The problem —
Render the material as a Markdown table with the columns "Row" and "Line," starting with the line that contains "pane as a single point per instance." and going through the end of the material. Give each line its own numbered row, leaving out blank lines.

Listed records —
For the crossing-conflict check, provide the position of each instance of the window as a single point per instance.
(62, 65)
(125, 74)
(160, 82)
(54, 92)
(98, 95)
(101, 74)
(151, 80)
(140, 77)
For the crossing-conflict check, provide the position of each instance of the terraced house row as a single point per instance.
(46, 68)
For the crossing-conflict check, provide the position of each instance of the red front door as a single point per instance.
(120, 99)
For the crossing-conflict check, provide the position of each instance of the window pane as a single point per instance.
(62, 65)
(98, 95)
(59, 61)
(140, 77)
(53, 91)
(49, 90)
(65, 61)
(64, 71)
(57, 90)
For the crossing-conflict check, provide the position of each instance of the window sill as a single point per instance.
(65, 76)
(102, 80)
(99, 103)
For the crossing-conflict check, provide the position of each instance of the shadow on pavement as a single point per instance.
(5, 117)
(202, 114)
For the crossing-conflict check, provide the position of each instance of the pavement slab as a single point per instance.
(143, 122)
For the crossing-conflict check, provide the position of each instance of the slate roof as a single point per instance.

Reply to the task —
| Row | Line |
|---|---|
| 1 | For the crossing-conflict check, provide the position of each instance of the window pane as a single point per instance. |
| 2 | (62, 65) |
| 3 | (98, 95) |
| 4 | (59, 61) |
| 5 | (140, 77) |
| 6 | (53, 91) |
| 7 | (49, 90) |
| 8 | (65, 61) |
| 9 | (64, 71) |
| 10 | (57, 90) |
| 11 | For the crossing-conflict check, provide the position of each instance of the window sill as a single point per instance. |
| 12 | (65, 76) |
| 13 | (102, 80) |
| 14 | (99, 103) |
| 15 | For the crossing-conflict check, provide the position of each instance of the shadow on pavement as a single point per instance. |
| 16 | (5, 117) |
| 17 | (202, 114) |
| 18 | For the crossing-conflict check, provide the position of each instance of the pavement slab as a single point per instance. |
| 19 | (143, 122) |
| 20 | For the crossing-conflict check, provide the position of each instance of the slate roof as a single point per instance. |